• **RECORDS TO USE**
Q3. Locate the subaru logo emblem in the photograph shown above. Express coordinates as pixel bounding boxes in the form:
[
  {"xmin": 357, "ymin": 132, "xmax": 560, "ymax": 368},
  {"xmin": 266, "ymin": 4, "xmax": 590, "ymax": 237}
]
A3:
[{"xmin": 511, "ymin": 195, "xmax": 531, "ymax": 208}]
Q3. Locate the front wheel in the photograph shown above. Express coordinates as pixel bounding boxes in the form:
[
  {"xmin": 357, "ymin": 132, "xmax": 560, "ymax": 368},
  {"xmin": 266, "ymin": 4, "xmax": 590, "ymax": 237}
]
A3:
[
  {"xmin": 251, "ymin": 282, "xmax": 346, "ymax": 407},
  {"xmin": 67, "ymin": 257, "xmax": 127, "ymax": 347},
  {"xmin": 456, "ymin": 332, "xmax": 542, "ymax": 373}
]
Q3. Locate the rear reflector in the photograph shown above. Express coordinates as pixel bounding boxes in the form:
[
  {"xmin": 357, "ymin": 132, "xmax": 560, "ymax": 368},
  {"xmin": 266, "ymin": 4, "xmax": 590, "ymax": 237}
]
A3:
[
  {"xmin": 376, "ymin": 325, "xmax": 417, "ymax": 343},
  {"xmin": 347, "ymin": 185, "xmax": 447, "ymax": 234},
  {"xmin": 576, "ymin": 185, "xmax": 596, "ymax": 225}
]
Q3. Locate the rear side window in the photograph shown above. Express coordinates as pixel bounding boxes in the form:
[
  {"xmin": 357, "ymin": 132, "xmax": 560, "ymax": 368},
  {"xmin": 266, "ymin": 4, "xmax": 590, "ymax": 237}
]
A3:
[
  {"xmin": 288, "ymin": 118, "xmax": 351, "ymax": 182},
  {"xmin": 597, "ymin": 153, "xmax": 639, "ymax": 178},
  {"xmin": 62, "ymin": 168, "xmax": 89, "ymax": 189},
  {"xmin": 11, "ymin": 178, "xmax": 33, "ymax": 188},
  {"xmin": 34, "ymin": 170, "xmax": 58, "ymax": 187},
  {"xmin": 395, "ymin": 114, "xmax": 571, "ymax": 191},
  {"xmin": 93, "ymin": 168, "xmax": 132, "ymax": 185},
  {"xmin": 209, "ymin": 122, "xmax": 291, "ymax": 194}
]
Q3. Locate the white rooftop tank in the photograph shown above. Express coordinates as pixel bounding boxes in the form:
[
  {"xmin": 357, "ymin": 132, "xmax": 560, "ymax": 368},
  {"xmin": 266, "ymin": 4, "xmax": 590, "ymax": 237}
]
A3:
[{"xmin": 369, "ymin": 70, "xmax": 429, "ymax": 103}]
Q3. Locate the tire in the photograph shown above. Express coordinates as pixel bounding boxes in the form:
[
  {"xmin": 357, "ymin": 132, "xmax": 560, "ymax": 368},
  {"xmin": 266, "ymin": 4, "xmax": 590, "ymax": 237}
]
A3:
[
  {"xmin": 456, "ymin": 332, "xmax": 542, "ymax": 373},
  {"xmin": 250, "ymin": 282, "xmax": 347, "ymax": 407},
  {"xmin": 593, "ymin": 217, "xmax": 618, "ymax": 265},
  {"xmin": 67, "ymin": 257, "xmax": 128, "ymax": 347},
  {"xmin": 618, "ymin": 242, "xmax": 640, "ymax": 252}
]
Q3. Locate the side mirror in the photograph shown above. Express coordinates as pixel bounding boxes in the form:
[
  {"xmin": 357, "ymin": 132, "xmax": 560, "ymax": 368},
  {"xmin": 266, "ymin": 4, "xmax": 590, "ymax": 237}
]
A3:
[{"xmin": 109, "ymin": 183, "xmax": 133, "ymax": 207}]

• **JOB**
Recast all of the records above as a JSON array of strings, with one string for each line and no entries for blank lines.

• **COMPLETE OUTPUT**
[
  "Q3. Locate the subaru logo emblem in the photograph shown above. Express coordinates as pixel bounding boxes in the form:",
  "[",
  "  {\"xmin\": 357, \"ymin\": 132, \"xmax\": 560, \"ymax\": 368},",
  "  {\"xmin\": 266, \"ymin\": 4, \"xmax\": 590, \"ymax\": 237}",
  "]",
  "A3:",
  "[{\"xmin\": 511, \"ymin\": 195, \"xmax\": 531, \"ymax\": 208}]",
  "Q3. Locate the front wheel in the photograph shown above. Express coordinates as pixel bounding boxes in the form:",
  "[",
  "  {\"xmin\": 357, \"ymin\": 132, \"xmax\": 560, \"ymax\": 368},",
  "  {\"xmin\": 266, \"ymin\": 4, \"xmax\": 590, \"ymax\": 237}",
  "]",
  "A3:",
  "[",
  "  {\"xmin\": 251, \"ymin\": 282, \"xmax\": 346, \"ymax\": 407},",
  "  {\"xmin\": 67, \"ymin\": 257, \"xmax\": 127, \"ymax\": 347},",
  "  {\"xmin\": 456, \"ymin\": 332, \"xmax\": 542, \"ymax\": 373}",
  "]",
  "Q3. Locate the rear reflector in the photograph shown above. Express coordinates as pixel bounding boxes in the form:",
  "[",
  "  {\"xmin\": 357, \"ymin\": 132, \"xmax\": 560, \"ymax\": 368},",
  "  {\"xmin\": 266, \"ymin\": 4, \"xmax\": 590, \"ymax\": 237}",
  "]",
  "A3:",
  "[",
  "  {\"xmin\": 376, \"ymin\": 325, \"xmax\": 417, \"ymax\": 343},",
  "  {\"xmin\": 347, \"ymin\": 185, \"xmax\": 447, \"ymax\": 234},",
  "  {\"xmin\": 576, \"ymin\": 185, \"xmax\": 596, \"ymax\": 225}",
  "]",
  "Q3. Locate the rear side window in the photograph shown above. Express coordinates as pixel bounding boxes in the form:",
  "[",
  "  {\"xmin\": 357, \"ymin\": 132, \"xmax\": 560, \"ymax\": 368},",
  "  {\"xmin\": 266, \"ymin\": 4, \"xmax\": 590, \"ymax\": 237}",
  "]",
  "A3:",
  "[",
  "  {\"xmin\": 288, \"ymin\": 118, \"xmax\": 351, \"ymax\": 182},",
  "  {\"xmin\": 597, \"ymin\": 153, \"xmax\": 639, \"ymax\": 178},",
  "  {\"xmin\": 62, \"ymin\": 168, \"xmax\": 89, \"ymax\": 189},",
  "  {\"xmin\": 11, \"ymin\": 178, \"xmax\": 33, \"ymax\": 188},",
  "  {\"xmin\": 34, \"ymin\": 170, \"xmax\": 58, \"ymax\": 187},",
  "  {\"xmin\": 395, \"ymin\": 114, \"xmax\": 571, \"ymax\": 191},",
  "  {\"xmin\": 93, \"ymin\": 168, \"xmax\": 132, \"ymax\": 185},",
  "  {\"xmin\": 209, \"ymin\": 122, \"xmax\": 291, \"ymax\": 194}",
  "]",
  "Q3. Locate the white rooftop tank in the photograph shown above. Express coordinates as pixel bounding boxes in the form:",
  "[",
  "  {\"xmin\": 357, \"ymin\": 132, \"xmax\": 560, \"ymax\": 368},",
  "  {\"xmin\": 266, \"ymin\": 4, \"xmax\": 590, \"ymax\": 237}",
  "]",
  "A3:",
  "[{\"xmin\": 369, \"ymin\": 70, \"xmax\": 429, \"ymax\": 103}]",
  "Q3. Locate the tire in the photograph shown above. Express coordinates as pixel bounding boxes in the form:",
  "[",
  "  {\"xmin\": 357, \"ymin\": 132, \"xmax\": 560, \"ymax\": 368},",
  "  {\"xmin\": 266, \"ymin\": 4, \"xmax\": 590, \"ymax\": 237}",
  "]",
  "A3:",
  "[",
  "  {\"xmin\": 456, \"ymin\": 332, \"xmax\": 542, \"ymax\": 373},",
  "  {\"xmin\": 250, \"ymin\": 282, \"xmax\": 347, \"ymax\": 407},",
  "  {\"xmin\": 593, \"ymin\": 217, \"xmax\": 618, \"ymax\": 265},",
  "  {\"xmin\": 67, \"ymin\": 257, \"xmax\": 128, \"ymax\": 347},",
  "  {\"xmin\": 618, \"ymin\": 242, \"xmax\": 640, \"ymax\": 252}",
  "]",
  "Q3. Locate the side mirror in the photograph shown above. Express coordinates as pixel bounding boxes in the form:",
  "[",
  "  {\"xmin\": 357, \"ymin\": 132, \"xmax\": 560, \"ymax\": 368},",
  "  {\"xmin\": 266, \"ymin\": 4, \"xmax\": 590, \"ymax\": 237}",
  "]",
  "A3:",
  "[{\"xmin\": 109, \"ymin\": 183, \"xmax\": 133, \"ymax\": 207}]"
]